Collection entries:
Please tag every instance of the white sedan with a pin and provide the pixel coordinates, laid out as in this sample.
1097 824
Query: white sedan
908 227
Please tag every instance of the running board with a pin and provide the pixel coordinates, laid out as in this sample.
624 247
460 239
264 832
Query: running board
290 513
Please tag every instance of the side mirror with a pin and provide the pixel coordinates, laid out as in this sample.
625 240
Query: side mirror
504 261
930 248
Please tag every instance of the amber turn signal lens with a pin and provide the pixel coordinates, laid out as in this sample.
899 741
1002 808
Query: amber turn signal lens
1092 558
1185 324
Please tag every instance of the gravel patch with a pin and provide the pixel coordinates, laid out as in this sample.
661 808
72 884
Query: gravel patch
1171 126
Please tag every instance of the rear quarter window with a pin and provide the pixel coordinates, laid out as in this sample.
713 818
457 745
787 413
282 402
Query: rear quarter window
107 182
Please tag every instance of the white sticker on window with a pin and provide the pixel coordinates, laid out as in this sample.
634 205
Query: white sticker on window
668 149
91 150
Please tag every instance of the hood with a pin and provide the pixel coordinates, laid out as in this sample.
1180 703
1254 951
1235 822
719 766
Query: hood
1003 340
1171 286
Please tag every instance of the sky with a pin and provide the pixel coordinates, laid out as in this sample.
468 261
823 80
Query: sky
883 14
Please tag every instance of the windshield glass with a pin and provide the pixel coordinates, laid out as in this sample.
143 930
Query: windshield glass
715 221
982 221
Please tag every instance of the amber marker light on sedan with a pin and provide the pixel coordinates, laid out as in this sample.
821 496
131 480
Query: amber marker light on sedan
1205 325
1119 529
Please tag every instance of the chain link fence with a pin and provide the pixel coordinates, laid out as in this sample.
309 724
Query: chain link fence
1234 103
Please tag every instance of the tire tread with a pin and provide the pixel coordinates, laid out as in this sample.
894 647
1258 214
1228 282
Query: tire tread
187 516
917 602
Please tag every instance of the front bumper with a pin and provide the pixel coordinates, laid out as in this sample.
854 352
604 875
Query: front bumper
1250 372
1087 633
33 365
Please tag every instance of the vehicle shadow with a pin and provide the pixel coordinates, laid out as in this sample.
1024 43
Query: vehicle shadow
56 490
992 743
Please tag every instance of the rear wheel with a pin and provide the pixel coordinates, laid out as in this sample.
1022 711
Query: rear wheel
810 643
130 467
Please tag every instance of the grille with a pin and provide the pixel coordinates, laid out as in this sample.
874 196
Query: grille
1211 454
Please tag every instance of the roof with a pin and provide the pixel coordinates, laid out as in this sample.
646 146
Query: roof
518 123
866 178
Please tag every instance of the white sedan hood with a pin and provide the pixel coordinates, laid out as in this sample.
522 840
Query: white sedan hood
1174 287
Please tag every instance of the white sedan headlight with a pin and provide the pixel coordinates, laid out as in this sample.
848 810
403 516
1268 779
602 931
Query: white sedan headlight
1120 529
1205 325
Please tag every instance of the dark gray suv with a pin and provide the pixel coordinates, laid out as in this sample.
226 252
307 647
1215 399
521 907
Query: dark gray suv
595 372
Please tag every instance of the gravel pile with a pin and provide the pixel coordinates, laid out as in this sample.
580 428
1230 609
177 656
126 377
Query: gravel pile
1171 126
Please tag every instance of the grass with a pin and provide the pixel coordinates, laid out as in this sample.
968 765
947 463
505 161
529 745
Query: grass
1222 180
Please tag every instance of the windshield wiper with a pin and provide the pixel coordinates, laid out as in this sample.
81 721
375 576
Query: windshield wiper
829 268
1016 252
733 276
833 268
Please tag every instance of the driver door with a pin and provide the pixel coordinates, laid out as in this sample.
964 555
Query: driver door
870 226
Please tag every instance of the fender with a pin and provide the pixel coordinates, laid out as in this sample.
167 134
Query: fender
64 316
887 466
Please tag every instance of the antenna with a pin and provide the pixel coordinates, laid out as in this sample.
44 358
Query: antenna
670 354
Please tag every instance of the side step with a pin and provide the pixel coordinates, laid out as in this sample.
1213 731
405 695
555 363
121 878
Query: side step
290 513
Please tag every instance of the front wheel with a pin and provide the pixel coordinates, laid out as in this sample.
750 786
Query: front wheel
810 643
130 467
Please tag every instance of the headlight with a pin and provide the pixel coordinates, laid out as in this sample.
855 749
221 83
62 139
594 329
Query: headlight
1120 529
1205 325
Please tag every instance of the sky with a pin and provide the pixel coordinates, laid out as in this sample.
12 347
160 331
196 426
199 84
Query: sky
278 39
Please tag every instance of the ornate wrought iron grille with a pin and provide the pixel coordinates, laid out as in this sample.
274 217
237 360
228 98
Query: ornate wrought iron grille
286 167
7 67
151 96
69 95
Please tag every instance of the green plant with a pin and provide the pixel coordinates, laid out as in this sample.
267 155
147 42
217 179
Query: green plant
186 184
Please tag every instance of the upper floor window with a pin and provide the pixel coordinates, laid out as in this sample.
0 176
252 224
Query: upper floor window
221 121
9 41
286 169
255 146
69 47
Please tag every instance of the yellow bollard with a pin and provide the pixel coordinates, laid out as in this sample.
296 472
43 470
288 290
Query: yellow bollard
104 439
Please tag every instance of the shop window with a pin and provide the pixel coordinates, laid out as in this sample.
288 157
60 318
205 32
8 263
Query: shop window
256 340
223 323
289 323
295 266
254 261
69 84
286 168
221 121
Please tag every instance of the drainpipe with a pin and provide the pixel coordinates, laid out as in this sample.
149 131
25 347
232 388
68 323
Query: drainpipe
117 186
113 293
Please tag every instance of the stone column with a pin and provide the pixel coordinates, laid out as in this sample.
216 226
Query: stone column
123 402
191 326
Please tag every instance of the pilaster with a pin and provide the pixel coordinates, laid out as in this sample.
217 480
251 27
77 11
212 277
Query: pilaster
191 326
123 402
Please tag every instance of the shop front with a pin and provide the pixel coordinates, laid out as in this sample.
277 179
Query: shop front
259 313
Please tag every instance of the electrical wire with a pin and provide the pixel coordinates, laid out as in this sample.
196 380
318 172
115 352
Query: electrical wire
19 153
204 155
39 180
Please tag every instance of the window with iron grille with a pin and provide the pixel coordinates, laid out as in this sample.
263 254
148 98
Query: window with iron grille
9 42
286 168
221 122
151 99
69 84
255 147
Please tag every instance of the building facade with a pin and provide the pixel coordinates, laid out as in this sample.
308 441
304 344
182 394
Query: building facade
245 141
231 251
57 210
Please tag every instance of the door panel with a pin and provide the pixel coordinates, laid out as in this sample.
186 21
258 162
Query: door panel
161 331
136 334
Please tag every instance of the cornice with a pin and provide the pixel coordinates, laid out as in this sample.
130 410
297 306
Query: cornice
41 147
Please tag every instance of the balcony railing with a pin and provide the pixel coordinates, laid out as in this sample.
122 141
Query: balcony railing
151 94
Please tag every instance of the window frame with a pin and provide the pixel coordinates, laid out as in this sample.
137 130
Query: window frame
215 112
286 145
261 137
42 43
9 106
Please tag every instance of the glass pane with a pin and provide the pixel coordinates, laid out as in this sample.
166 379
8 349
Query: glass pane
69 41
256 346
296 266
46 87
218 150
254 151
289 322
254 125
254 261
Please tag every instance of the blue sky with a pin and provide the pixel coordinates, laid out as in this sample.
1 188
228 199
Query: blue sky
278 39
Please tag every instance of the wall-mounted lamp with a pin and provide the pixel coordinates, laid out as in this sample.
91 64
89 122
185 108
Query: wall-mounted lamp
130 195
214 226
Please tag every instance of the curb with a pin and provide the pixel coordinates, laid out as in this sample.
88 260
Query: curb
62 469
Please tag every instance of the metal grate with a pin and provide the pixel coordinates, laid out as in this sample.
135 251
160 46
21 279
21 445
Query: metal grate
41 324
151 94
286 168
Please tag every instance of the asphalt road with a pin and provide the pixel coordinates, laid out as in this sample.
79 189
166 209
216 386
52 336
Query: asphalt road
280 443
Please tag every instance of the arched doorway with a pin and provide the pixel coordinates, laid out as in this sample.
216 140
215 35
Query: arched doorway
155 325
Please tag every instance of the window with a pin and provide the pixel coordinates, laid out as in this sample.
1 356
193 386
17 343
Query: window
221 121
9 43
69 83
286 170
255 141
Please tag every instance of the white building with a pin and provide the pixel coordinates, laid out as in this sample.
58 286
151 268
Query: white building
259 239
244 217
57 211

Stated goal: Transcribe the records above exactly, but only from the line that contains "Please tag every instance of the blue" through their final line, inclusive.

Task response:
Please tag every instance of the blue sky with a pin and provide the pixel coordinates, laid out as in this sample.
1 188
228 199
Query: blue sky
278 39
Please tag every instance of the wall-mounted lamp with a pin and provide the pixel coordinates, laid out as in this sample.
91 64
89 122
185 108
Query: wall-mounted lamp
130 195
214 226
Please tag every instance of the curb with a pin and provide the pixel coordinates, laid out as in this sample.
88 260
Query: curb
62 469
Please tag every instance of the metal grate with a pin and provide the pixel coordinates, laid out as in this sample.
135 251
160 46
21 279
21 445
Query: metal grate
41 324
151 94
286 168
Please tag every instance of the asphalt road with a pin and provide the pixel coordinates, laid out as in this sample.
79 189
166 209
216 386
52 336
Query: asphalt road
280 443
Please tag every instance of the arched doorway with a pin and provide the pixel coordinates, laid out as in this sample.
216 140
215 35
Query: arched doorway
155 325
Please tag every instance of the window with a pin and provide the pixel coordinates, laid out as in this sample.
1 356
193 386
17 343
Query: window
221 121
9 43
69 83
286 170
255 141
Please tag every instance of the white building with a pin and provide the pixel coordinates, laid out as in this sample.
58 286
151 268
Query: white building
259 239
244 217
57 211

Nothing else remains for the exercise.